- [TEXT EXCERPT]
----

Jellyfin Jail Networking Flakiness (and workaround)

dmayle

Cadet
Joined
Mar 15, 2023
Messages
3
I just recently tried to get Jellyfin installed via the plugin, and noticed the same kinds problem a lot of other people have. It starts up, but at some point can become unresponsive (e.g. when adding folders and clicking the '+' button).

I dug a bit further, and the problem is unique to the jellyfin plugin, and persists whether or not you recreate (or create multiple instances of) the plugin.

There's also a way to check the existence of the problem, and it shows the issue is related to networking.

(I should note that I'm using VNET with a separate IP address, I don't know if this reproduces with NAT).

After installing the plugin, go to another host, and ping the new IP address. After about 30 seconds, the ping will stop receiving responses. Use the TrueNAS webUI to start a shell from the Jails tab (inside the plugin's jail), and try to ping outside of the jail (I use my default gateway, which is a pfsense router, but google.com works as well). As soon as a packet goes out, the ping running from your other host will start to connect again. Stop the ping from the jail, and after about 30 seconds or so, the outside connectivity will disappear as well.

This problem is unique to the jellyfin server. If you kill the jellyfin processes from inside of the jail, then networking returns to normal.

Based on these symptoms, I'm not sure whether the error is a FreeBSD issue or a jellyfin issue (maybe both), but I'm mostly interested in getting things running, so I just created an rc script to run a "ping" service that pings my router as long as jellyfin is running, and it ensures that everything works as it should.

----

- [Image point grounding data]

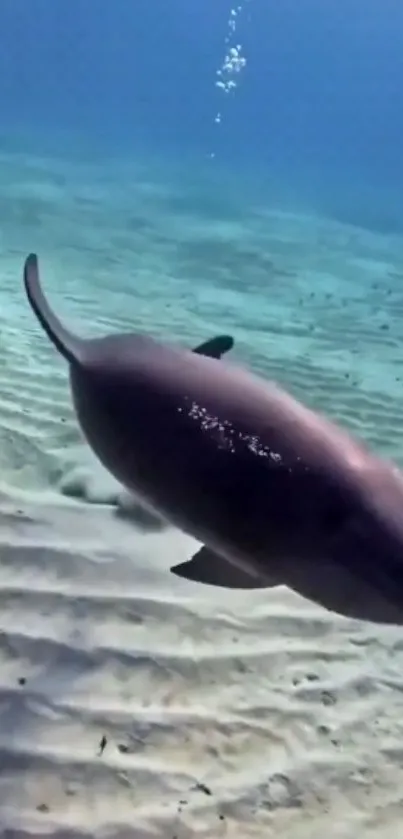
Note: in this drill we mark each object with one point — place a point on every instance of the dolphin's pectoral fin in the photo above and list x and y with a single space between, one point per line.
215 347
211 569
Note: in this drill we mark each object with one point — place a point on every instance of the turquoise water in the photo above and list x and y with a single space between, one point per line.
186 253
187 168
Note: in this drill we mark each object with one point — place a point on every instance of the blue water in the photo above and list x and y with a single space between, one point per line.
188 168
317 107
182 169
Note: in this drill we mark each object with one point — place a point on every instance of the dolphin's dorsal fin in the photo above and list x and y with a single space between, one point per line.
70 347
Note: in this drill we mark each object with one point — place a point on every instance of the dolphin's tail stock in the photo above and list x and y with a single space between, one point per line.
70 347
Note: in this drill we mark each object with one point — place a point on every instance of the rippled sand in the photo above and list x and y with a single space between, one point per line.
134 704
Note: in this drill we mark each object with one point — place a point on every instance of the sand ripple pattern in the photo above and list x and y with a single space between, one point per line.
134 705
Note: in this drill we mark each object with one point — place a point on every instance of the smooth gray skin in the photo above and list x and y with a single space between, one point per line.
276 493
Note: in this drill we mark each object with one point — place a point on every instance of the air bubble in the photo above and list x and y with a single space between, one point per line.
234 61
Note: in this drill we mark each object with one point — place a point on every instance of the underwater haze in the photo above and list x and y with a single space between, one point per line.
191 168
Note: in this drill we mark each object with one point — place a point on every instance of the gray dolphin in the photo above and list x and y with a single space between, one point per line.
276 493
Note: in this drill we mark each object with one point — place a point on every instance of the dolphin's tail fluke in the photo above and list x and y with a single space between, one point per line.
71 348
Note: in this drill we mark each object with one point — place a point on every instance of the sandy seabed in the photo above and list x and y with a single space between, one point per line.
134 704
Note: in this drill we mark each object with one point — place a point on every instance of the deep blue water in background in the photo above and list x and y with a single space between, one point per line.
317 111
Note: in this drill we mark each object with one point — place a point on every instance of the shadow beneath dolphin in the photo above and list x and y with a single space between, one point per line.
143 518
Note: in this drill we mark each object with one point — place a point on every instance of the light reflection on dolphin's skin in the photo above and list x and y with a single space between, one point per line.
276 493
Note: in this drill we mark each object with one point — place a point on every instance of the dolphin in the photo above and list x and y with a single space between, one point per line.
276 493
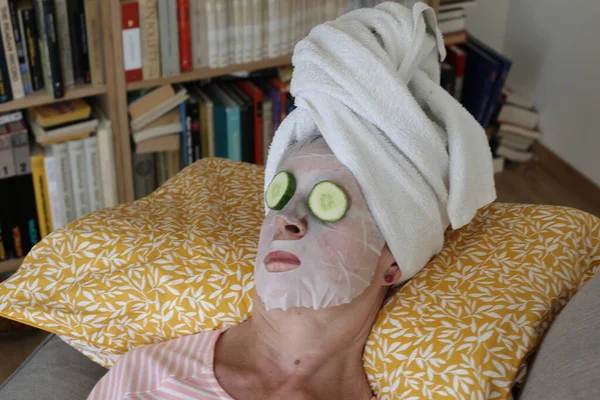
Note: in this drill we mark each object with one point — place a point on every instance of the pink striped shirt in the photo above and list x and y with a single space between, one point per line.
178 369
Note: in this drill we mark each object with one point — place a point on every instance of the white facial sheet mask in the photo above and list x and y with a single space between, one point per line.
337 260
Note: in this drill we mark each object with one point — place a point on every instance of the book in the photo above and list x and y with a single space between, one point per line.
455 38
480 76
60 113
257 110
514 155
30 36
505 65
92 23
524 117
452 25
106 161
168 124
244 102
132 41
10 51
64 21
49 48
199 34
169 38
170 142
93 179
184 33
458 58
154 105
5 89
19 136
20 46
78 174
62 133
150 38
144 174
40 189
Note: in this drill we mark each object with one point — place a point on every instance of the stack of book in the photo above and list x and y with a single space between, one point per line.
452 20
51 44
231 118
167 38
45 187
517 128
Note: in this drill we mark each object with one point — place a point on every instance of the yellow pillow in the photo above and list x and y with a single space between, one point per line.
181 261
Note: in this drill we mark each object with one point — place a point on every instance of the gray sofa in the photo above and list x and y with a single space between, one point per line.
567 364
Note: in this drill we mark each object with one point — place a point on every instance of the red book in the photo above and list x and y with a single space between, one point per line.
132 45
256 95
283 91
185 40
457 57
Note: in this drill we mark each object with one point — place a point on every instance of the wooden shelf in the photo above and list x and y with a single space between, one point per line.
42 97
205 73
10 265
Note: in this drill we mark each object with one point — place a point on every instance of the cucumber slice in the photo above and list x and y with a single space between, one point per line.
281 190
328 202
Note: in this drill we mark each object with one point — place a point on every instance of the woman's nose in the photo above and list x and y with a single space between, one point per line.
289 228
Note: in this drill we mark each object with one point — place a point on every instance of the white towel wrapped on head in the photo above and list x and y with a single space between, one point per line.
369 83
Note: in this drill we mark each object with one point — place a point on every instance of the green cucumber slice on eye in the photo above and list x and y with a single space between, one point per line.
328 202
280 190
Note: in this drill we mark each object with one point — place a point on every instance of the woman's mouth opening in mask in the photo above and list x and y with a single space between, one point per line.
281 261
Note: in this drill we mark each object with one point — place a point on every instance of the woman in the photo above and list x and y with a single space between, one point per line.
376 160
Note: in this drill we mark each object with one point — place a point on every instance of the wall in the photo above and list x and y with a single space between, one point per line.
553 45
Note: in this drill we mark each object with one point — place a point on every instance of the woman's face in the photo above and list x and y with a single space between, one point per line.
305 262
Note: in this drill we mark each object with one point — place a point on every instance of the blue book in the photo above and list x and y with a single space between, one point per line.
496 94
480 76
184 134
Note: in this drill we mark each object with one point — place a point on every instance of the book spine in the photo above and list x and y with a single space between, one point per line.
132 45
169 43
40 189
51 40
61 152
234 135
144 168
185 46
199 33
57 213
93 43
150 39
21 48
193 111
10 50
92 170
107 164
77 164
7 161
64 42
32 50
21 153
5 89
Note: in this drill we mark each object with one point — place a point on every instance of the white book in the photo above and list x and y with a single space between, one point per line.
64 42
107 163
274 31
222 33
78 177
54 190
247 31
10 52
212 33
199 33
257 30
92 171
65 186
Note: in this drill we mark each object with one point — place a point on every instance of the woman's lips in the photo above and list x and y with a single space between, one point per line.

----

- [INSTRUCTIONS]
1/ List the actions the Jellyfin jail networking post tells the reader to carry out when checking for the problem.
2/ In the Jellyfin jail networking post, why does the poster settle on a ping service instead of fixing the underlying error?
3/ Write the next part of the Jellyfin jail networking post, following on from its last sentence.

- [RESPONSES BY ITEM NUMBER]
1/
- Install the plugin.
- Go to another host and ping the new IP address.
- Use the TrueNAS webUI to start a shell from the Jails tab, inside the plugin's jail.
- From that shell, ping something outside the jail, such as the default gateway or google.com.
- Stop the ping from the jail.

2/ The poster is unsure whether the error comes from FreeBSD, from Jellyfin, or from both. They are mostly interested in getting things running. An rc script that pings the router as long as Jellyfin is running keeps everything working as it should.

3/
Save this as `/etc/rc.d/ping`
Code:
#!/bin/sh
# File /etc/rc.d/ping

. /etc/rc.subr

name=ping
rcvar=ping_enable

command="/sbin/${name}"
command_args="-i 15 192.168.1.1 > /dev/null 2>&1 &"

sig_reload="USR1"

load_rc_config $name
run_rc_command "$1"


Run this to set proper permissions on the rc script and turn it on at startup
Code:
chmod 555 /etc/rc.d/ping
sysrc ping_enable="YES"
 
Last edited:

sretalla

Powered by Neutrality
Moderator
Joined
Jan 1, 2016
Messages
9,703
echo 'ping_enable="YES"' >> /etc/rc.conf
sysrc ping_enable="YES" is shorter to get the same result...

command_args="192.168.1.1 > /dev/null 2>&1 &"
You might want to consider something to spread out the pings a bit -i 20 rather than the default 1 second between pings.

I'm probably splitting hairs here as it's not a massive load, but no need to make it bigger than required (not sure how long that actually is).